Figure 1 with 1 supplement
Drosophila Fandango/Xab2 is required for blastoderm cellularization.

(A and B) Panels show embryos with normal syncytial blastoderm nuclear divisions in control embryos (hs-FLP; FRT42B) (A) and fand1 germ-line clone embryos (hs-FLP; FRT42B fand1, maternal mutant) (B). Embryos were stained for DNA (green) and p-Tyrosine (red). (CF) Panels show blastoderm cellularized embryos. Control embryos showed normal epithelial architecture with elongated nuclei and columnar cell shape (C). fand1 germ-line clone mutant embryos showed abnormal epithelial architecture, the cortical nuclei failed to elongate and became mislocalized (D). (E and F) Magnification of C and D, respectively. Embryos were stained for Slam (green), Neurotactin (red), and DNA (blue). (G) Quantification of fandango maternal mutant embryo phenotype during blastoderm cellularization. Early cellularization: control: 100% normal (n = 44), fand1: 100% normal (n = 49); mid cellularization: control: 100% normal (n = 25), fand1: 28% normal (n = 21); late cellularization: control: 100% normal (n = 42), fand1: 0% normal (n = 38). (H) Maternally controlled oogenesis was normal in fandango mutant clones. Absence of endogenous nGFP (green) indicated that the cells were homozygous for fand1 mutation. Ovaries were stained for F-actin (red) and WGA (blue). (I) Western blot of whole protein extracts from embryos and ovaries mutant for fand1 and fand2 alleles (germ-line clones) showed a clear reduction in Fandango protein levels compared to control tissues. It should be noticed that due to experimental constraints the total protein extracts from mutant ovaries included not only signal from mutant germ-line cells (homozygous for fand1), but also the tightly associated heterozygote somatic follicle cells. α-Tubulin was used as a loading control. (J) Real-time qPCR analysis showed no significant differences in fandango mRNA levels between control and fand1 embryos during development (Two-way ANOVA p>0.05 ns.). fandango mRNA levels were normalized with β-actin mRNA levels. (KN) in situ hybridization for nanos RNA (maternal) and even-skipped RNA (early zygotic) in blastoderm cellularized embryos. Both control (K) and fand1 mutant (L) embryos showed normal nos localization pattern in the pole cells. fand1 embryos (N) showed A–P patterning defects of eve compared to control embryos (M).

■ What this exercise asks:
(a) According to the figure legend, what was used as a loading control in the Western blot?
(b) Translate this sentence from the figure legend into Spanish: "Embryos were stained for DNA (green) and p-Tyrosine (red)."
(c) Continue the figure legend on Fandango/Xab2 in blastoderm cellularization from where it stops.

■ Provided information:
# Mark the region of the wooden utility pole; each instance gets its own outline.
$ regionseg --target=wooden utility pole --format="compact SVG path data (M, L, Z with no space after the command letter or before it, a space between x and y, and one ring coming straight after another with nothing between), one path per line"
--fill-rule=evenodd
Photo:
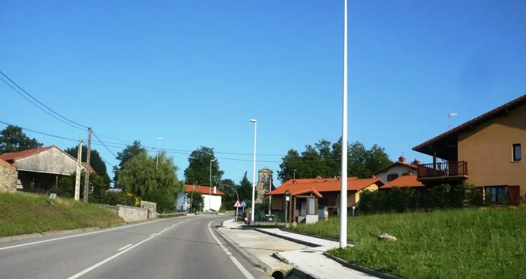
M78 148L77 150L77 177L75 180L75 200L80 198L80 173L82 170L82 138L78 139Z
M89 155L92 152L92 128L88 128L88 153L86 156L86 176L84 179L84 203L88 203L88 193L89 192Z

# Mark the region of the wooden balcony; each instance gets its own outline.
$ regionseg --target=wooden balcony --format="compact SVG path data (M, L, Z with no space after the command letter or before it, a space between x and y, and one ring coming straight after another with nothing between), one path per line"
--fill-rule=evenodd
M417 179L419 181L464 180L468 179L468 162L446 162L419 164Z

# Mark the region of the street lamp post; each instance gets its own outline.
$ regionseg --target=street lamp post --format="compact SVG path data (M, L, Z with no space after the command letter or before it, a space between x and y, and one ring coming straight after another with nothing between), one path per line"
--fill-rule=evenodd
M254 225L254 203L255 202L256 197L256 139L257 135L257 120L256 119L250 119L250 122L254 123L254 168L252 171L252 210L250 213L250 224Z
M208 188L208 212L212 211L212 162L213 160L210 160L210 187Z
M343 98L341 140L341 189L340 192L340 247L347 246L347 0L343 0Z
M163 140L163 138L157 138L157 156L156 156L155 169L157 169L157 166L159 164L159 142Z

■ Written responses:
(a) α-Tubulin.

(b) Los embriones se tiñeron para ADN (verde) y p-tirosina (rojo).

(c)
https://doi.org/10.7554/eLife.02181.003
Figure 1—figure supplement 1
fandango mutant alleles contain changes in highly conserved amino acids.

(A) Panels show the rescue of the transheterozygous zygotic lethality of fand1 and fand2 alleles. Only transheterozygous mutant females carrying the wild-type copy of fandango (wt-fandango; FRT42B, fand1/fand2) were viable (dark gray box). Transheterozygous mutant males without receiving the genomic fragment (FRT42B, fand1/fand2) died (light gray box). In the reciprocal cross, both females and males transheterozygous mutants carrying the wild-type copy of fandango, were viable (dark gray box). (B) Fandango has multiple copies of a tetratricopeptide repeat (TPR) motif, a protein–protein interaction module found in a number of functionally different proteins. A scheme displaying the distribution of conserved TPR protein domains in Fandango (top). Mutations of fand1 and fand2 alleles affect highly conserved amino acids of the TPR domains 7 and 6, respectively. fand1 contained a missense point mutation changing an alanine to a valine at aminoacid position 401 (A401V) and fand2 contained a microdeletion which resulted in loss of six conserved amino acids from position 355 to 360 (Δ355–360). Partial alignment of Fandango (Drosophila melanogaster CG6197, ref.NP_610891.1) with orthologous Xab2 (Homo sapiens, ref. NP_064581.2), Xab2 (Mus musculus, ref. NP_080432.1), Xab2 (Danio rerio, ref.NP_001038248.1), C50F2.3 (Caenorhabditis elegans, ref. NP_491250.1), cwf3 (Schizosaccharomyces pombe, ref. NP_596612.1), and SYF1 (Saccharomyces cerevisiae, ref. NP_010704.1) (bottom).

https://doi.org/10.7554/eLife.02181.004
Figure 2 with 2 supplements
Splicing of early zygotic but not maternally encoded pre-mRNAs is affected in fandango mutants.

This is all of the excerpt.